● **Request A**
In the letter to Brent Council, how many flats does block C contain?
● **Request B**
Rewrite part of the letter to Brent Council, starting at the words "That would be" and ending after "for Resources, Cllr.", with "Cabinet members" changed to "councillors".

----- Selected excerpt

Guest post by Philip Grant in a personal capacity
An entry from Brent Council’s latest Forward Plan
Dear Brent Council,
I think that you’ve become too complicated in the
way you seek to provide the new Council homes that many local people need.
Take, for example, your decision (at last
November’s Cabinet meeting) to buy a block of flats at the former
Alperton Bus Garage site. The
developer, Telford Homes, was given planning permission to build three tower
blocks there, on condition that one of them, block C - containing 155 of the
461 flats proposed in their application, would be as “affordable housing”.
South-west elevation drawing from the planning
application documents (block B outlined
at the back)
Normally, when a private developer agrees a large-scale
affordable housing offer, they do so in partnership with a housing association which
will provide those homes. But here, it is Brent Council who have stepped in to
acquire them. And the Council is not buying them direct from Telford Homes. It
is proposed that they will be acquired from an Asset Special Purpose Vehicle
(“ASPV”). Who or what is an ASPV?
That would be explained in the report that Cabinet members made their
decision on, wouldn’t it? If it
was, the explanation was in one of the (now all too common) exempt appendices. Looking
at the minutes of the meeting, all the Lead Member for Resources, Cllr.

----------
----- Data shown

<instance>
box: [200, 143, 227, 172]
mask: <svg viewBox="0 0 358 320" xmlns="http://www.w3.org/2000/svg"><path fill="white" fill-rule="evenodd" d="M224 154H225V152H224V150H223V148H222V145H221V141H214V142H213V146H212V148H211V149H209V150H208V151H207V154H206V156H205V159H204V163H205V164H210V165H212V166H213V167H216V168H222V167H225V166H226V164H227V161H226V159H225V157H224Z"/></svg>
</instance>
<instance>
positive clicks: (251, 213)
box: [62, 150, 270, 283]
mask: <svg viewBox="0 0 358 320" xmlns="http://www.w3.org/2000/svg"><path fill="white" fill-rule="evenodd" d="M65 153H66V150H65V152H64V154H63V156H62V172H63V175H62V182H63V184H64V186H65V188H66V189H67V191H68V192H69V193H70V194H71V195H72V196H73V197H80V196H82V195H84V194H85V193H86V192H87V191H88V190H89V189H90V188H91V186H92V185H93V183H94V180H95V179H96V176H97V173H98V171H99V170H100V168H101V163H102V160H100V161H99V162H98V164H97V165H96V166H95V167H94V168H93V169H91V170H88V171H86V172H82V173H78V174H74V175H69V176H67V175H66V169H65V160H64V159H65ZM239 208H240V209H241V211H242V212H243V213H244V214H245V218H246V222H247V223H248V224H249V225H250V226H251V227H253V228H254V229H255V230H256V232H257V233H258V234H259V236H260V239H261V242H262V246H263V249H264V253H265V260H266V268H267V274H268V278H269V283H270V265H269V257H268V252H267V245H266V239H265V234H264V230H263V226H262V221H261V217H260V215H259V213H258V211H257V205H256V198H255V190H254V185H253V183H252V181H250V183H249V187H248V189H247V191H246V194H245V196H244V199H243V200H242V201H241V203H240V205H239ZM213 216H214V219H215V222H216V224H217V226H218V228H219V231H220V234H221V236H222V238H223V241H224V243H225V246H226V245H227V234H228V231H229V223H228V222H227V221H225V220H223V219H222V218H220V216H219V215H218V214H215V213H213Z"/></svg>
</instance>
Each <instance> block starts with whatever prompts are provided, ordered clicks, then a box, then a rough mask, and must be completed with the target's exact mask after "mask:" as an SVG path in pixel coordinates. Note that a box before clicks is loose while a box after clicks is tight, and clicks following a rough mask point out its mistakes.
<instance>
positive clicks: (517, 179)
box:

----------

● **Your response A**
Block C contains 155 of the 461 flats proposed in the application.

● **Your response B**
That would be explained in the report that councillors made their
decision on, wouldn’t it? If it
was, the explanation was in one of the (now all too common) exempt appendices. Looking
at the minutes of the meeting, all the Lead Member for Resources, Cllr.